Passage for review
Broadly speaking, an oil tanker is any ship that moves large amounts of oil from one location to another. There are a couple of different varieties; some transport oil to a refinery, while others are devoted to moving oil from a refinery to an oil purchaser’s location. The former type of transporter is known as a crude tanker, whereas the latter is a product tanker. Most are owned and operated by commercial oil importers and exporters and are often thought to be essential in the global trade of petroleum and related earth oils, which, among other things, fuel cars and heat homes and buildings in most parts of the world. Some governments also own and operate tanker ships, usually through their militaries, and in most places the transportation of oil via sea vessel is subject to a number of both national and international regulations. These regulations are usually designed to promote safety and prevent spills. Several functional additions aid tanker capacities and abilities, including specialized hull designs and storage tanks that are designed to resist and protect against leaks and other problems that could release contaminants into the ocean.
Basic Purpose and Goal
Zoroaster by Sweden’s Ludvig Nobel marked the first true oil tanker, and the industry has only grown since then.
Different ship types are used based on the client's needs. When raw, crude oil is taken from an oil outlet, it must be relocated to an oil refinery so that it can be prepared for public use as petroleum. Crude tankers serve as the transportation vessel for crude oil. In contrast, product tankers are responsible for moving refined oil to places where it is used, such as gas companies.
Some tankers also serve specialty purposes. For example, replenishment tankers can provide oil to another sea-faring vehicle while the vehicle is still in motion. Some even function as semi-permanent storage containers.
In most cases tankers can carry anywhere from around 1100 tons (about 1000 metric tons) for general purpose product tankers to over 550,000 tons (about 500,000 metric tons) for ultra large crude carriers. This bulk is called dead weight. In order to carry so much cargo, these large ships commonly span over a thousand feet in length. While this is efficient, it can also be risky. When problems arise, the consequences can be catastrophic, as was the case with the Exxon Valdez tanker spill of 1989; the ships’ size and typical low speeds, combined with the immense value of their cargo, can also make them vulnerable to pirate attack and hijacking.

Information
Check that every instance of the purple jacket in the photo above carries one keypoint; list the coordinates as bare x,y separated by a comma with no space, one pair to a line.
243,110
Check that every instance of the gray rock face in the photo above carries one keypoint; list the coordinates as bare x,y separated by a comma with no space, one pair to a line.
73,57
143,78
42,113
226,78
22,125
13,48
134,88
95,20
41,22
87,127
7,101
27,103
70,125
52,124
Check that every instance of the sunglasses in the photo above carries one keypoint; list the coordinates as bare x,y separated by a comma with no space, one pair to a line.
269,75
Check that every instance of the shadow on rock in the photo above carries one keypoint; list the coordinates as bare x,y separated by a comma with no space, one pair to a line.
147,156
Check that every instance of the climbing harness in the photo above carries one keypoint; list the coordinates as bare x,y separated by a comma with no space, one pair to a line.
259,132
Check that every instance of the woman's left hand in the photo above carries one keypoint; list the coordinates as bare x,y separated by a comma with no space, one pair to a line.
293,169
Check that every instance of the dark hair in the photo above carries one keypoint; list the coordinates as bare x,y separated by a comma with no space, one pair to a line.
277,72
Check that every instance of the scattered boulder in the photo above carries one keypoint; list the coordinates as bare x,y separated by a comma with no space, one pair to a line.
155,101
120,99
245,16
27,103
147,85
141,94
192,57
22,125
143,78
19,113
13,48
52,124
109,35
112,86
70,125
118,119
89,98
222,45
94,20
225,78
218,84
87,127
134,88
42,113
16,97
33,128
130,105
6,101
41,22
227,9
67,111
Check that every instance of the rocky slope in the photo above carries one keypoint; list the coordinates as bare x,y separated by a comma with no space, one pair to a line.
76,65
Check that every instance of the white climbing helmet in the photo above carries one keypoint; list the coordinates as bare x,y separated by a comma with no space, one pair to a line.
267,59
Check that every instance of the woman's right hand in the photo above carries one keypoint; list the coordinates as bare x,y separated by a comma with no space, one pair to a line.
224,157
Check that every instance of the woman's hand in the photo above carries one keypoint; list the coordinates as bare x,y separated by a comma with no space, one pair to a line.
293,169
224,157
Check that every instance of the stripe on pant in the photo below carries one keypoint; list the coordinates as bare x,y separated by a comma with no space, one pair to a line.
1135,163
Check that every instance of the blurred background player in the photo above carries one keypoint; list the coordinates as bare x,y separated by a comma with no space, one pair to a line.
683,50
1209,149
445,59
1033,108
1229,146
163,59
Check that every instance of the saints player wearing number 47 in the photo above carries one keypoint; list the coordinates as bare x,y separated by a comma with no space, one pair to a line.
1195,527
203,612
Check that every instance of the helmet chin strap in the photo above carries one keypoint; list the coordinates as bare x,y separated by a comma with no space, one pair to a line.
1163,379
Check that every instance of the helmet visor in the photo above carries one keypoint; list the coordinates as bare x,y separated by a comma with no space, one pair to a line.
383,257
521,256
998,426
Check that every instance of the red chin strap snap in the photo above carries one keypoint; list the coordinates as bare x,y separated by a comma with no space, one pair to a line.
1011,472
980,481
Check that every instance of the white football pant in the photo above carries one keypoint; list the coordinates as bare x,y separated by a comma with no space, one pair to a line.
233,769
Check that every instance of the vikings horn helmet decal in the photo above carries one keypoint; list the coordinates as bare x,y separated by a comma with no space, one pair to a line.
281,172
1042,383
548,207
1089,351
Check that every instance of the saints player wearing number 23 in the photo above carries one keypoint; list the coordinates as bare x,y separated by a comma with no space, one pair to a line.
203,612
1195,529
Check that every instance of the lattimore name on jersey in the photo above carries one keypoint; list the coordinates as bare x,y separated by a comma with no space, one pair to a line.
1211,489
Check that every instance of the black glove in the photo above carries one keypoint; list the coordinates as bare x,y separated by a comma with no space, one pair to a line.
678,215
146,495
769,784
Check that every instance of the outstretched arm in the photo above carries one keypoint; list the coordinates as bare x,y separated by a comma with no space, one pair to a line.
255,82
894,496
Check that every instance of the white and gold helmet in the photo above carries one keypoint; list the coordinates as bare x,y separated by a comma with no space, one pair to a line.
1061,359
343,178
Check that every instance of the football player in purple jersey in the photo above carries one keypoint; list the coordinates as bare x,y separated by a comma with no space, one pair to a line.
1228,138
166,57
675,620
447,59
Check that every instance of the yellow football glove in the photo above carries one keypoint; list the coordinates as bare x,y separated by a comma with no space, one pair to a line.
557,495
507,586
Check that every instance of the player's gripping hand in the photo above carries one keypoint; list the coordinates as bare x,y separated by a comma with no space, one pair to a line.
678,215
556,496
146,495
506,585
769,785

Parts of the exercise
1: In the article on oil tankers, which ship is named as the first true oil tanker?
2: Carry on with the article on oil tankers, picking up right after its final sentence.

Answers for this exercise
1: The first true oil tanker was the Zoroaster, by Sweden's Ludvig Nobel.

2:
Pressurization and Safety
Each tanker contains around a dozen individual tanks for storing oil. The vapors emitted by the fuel inside the tanks can be explosive when mixed with air, however. Therefore, an inert gas system within the tanks helps prevent this potentially flammable interaction by lowering the oxygen content of the tank air. Spaces called cofferdams are built between the tanks to provide an extra layer of heat or collision protection.
Tanks are separated from the water by a hull, which is the portion of the ship that contacts water. A tanker can have a single or a double hull, with the latter preferred because it offers greater protection for the tanks. The double hull simply provides more space between the water and the tanks.
Fuel Unloading and Transfer Process
Unloading oil is one of the most important processes on an oil tanker. Pumps are used to get oil into or out of the tanks, and these devices are contained within a pump room. Most tankers also have large loading arms that connect to loading arms or hoses on other devices so that oil may be moved on or off the ship.
The fuel transfers may take place on piers, with other ships, or underwater. A chief officer aboard the ship oversees the transfer process, assisted by about two dozen crew members. When transfers occur at ports or docks, they are known as marine transfer operations.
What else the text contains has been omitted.